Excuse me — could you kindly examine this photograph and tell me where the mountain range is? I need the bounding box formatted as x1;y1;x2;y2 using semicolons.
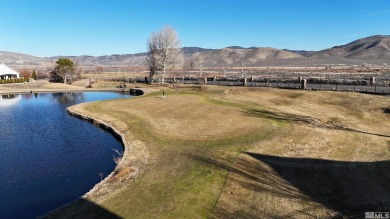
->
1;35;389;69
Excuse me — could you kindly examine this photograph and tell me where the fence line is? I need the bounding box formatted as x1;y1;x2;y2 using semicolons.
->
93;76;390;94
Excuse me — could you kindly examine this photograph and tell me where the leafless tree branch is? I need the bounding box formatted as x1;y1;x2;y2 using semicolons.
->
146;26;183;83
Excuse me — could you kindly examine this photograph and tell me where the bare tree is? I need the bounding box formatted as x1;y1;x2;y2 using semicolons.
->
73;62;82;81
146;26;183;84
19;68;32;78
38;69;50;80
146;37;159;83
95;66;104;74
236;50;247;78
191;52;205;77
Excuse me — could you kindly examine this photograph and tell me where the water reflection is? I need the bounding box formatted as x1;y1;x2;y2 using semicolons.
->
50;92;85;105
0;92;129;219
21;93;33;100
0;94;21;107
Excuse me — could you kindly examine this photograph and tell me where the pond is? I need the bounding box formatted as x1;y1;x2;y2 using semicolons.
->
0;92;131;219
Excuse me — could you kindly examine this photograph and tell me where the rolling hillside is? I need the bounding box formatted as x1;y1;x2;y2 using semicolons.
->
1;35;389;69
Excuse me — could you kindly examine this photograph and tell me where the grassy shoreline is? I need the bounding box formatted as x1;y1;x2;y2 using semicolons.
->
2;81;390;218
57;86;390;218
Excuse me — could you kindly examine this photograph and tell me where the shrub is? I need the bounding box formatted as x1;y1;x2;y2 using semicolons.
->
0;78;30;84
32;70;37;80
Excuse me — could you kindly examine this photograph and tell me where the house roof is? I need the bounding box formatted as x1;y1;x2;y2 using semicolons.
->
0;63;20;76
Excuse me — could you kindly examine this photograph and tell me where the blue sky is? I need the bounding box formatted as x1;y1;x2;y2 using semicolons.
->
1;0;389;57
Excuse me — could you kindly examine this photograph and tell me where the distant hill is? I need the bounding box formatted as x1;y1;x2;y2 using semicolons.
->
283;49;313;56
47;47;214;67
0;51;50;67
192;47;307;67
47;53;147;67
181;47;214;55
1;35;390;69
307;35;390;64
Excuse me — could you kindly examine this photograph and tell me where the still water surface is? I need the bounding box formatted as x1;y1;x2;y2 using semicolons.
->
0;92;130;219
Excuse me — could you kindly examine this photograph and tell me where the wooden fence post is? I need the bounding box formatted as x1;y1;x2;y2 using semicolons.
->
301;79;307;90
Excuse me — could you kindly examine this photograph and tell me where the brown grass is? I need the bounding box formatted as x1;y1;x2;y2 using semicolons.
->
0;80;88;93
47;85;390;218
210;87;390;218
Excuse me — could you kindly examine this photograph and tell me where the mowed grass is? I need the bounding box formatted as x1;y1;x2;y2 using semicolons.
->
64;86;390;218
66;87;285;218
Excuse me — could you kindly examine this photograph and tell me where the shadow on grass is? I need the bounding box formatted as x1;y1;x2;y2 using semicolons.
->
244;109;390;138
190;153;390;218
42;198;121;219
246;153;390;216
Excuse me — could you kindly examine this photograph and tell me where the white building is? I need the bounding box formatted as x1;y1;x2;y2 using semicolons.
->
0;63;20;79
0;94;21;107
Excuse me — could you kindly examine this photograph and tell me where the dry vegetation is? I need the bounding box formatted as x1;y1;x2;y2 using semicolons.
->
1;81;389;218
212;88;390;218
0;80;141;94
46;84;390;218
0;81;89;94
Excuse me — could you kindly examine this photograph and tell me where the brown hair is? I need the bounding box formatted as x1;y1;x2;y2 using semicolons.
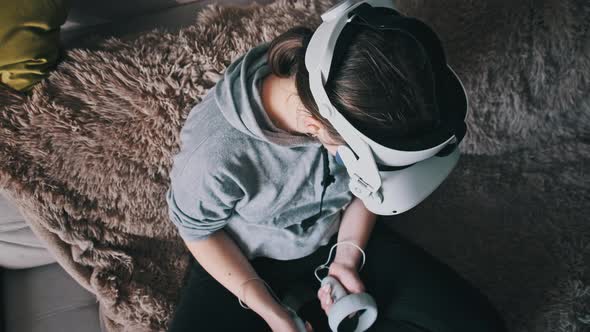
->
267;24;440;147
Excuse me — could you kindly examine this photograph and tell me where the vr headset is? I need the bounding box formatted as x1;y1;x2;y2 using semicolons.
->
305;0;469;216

* **Work task**:
Scan the lines above for "tree", then copy every one that has it.

* **Exercise answer**:
Excuse me — could you kindly examine this photograph and tell me where the leafless tree branch is? I need the bounding box formatted as x1;y1;x2;y2 using semicolons.
Excuse me — could you kindly examine this photograph and tell me where the bare tree is? I need the bounding box formatted as x1;y1;x2;y2 using semicolons.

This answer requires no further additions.